Provided records START

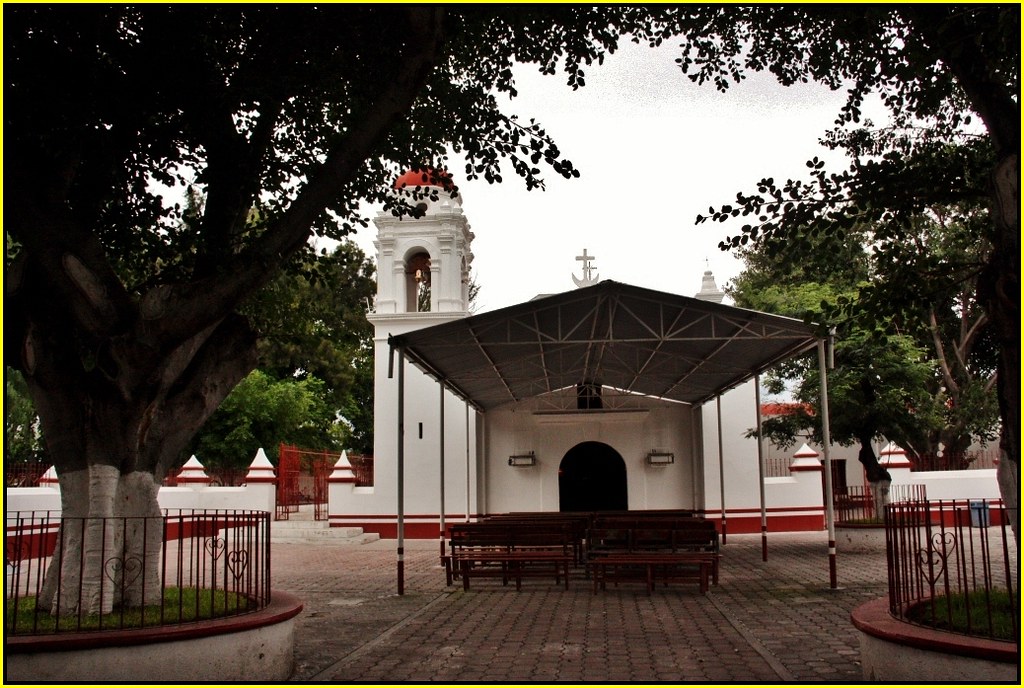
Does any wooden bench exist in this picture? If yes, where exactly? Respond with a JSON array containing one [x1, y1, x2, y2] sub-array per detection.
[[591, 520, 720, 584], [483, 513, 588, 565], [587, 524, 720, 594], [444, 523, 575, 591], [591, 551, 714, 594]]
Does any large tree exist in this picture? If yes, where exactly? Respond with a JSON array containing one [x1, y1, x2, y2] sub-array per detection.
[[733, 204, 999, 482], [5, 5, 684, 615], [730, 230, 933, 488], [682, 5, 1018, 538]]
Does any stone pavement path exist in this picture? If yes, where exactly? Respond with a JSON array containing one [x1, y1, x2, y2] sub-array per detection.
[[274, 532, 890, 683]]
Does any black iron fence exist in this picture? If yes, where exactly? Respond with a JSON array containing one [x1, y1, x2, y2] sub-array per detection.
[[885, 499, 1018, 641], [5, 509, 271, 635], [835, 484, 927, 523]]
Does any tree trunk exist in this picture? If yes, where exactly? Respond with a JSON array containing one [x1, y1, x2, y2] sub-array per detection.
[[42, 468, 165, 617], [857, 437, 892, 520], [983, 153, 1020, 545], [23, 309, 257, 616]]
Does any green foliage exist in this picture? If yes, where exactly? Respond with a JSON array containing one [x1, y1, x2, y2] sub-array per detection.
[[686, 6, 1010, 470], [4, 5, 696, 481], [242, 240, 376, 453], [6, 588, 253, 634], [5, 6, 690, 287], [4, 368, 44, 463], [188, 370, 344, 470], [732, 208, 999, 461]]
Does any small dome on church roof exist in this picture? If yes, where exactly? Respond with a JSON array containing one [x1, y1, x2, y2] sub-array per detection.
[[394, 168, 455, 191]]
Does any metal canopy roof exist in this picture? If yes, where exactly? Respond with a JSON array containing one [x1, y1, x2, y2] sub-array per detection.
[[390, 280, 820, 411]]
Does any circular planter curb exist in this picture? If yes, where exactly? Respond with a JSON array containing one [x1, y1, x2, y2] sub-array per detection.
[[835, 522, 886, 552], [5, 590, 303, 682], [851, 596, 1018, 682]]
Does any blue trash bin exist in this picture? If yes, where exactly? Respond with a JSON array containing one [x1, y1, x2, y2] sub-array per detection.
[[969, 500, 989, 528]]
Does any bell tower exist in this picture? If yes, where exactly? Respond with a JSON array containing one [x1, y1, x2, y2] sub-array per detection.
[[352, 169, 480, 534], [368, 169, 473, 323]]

Provided records END
Provided records START

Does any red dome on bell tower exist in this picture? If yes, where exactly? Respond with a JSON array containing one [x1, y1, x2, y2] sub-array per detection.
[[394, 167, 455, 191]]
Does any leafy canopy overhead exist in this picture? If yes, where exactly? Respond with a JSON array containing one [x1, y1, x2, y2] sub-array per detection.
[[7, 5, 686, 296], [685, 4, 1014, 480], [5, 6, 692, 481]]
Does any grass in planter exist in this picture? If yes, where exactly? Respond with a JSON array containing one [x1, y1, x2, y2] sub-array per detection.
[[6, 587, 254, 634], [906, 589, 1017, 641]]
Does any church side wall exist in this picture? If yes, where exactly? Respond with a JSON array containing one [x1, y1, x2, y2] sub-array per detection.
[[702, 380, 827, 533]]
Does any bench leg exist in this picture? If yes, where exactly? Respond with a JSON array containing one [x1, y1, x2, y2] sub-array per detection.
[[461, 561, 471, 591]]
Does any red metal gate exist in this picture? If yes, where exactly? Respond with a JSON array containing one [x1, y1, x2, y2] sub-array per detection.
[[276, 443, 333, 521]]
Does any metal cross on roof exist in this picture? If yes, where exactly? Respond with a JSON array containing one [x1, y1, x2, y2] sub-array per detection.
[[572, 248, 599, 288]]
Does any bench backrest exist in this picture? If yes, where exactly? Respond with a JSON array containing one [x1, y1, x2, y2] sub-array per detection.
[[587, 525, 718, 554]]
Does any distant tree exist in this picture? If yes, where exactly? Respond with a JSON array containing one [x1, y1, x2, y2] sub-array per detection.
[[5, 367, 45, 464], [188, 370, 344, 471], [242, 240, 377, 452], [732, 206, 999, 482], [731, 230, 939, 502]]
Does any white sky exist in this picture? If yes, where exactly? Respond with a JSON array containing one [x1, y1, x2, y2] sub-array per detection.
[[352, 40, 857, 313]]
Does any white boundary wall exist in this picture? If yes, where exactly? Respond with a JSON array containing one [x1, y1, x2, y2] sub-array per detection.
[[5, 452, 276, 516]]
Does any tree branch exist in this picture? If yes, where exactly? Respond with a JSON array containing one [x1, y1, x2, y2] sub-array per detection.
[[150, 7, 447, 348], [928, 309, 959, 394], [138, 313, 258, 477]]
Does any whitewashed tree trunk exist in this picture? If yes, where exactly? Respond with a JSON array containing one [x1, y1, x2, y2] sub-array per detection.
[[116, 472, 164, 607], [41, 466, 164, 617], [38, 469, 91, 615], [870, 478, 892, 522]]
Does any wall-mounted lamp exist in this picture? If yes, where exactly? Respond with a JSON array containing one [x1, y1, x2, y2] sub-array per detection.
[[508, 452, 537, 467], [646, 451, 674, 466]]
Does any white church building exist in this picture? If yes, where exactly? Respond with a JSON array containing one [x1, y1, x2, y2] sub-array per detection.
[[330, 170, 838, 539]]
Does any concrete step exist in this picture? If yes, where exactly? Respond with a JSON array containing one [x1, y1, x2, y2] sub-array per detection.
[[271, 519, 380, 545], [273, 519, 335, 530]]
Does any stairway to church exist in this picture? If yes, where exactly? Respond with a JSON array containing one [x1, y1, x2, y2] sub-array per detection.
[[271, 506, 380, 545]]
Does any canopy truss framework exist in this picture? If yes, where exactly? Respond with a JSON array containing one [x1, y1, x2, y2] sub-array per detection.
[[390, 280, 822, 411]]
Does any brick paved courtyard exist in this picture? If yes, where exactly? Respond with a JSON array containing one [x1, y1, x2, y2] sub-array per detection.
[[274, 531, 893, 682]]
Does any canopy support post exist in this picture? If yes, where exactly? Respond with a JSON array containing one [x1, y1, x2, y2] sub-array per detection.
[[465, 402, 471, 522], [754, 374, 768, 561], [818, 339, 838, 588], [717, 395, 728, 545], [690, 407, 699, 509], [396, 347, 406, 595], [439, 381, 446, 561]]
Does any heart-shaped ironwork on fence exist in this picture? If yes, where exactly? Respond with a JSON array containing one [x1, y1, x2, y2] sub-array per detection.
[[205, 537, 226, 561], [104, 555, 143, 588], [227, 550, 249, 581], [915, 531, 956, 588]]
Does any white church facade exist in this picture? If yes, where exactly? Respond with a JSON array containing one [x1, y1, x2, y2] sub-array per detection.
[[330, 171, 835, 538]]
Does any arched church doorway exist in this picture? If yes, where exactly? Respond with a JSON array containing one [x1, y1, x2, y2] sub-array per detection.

Provided records END

• [Task brief] Beginning at the line with "Does any white church facade" and ending at the line with "Does any arched", reproduce each line of the data above exactly, and add no other lines.

• [Finished exercise]
Does any white church facade exist in this picture? If yes, where exactly? Respond with a JSON array containing one [x1, y1, x2, y2] sub-array per detection.
[[330, 171, 835, 538]]
Does any arched church doorway exist in this picture? If yes, where exactly? Respond with a JSON array containing one [x1, y1, x2, y2] sub-array per detection.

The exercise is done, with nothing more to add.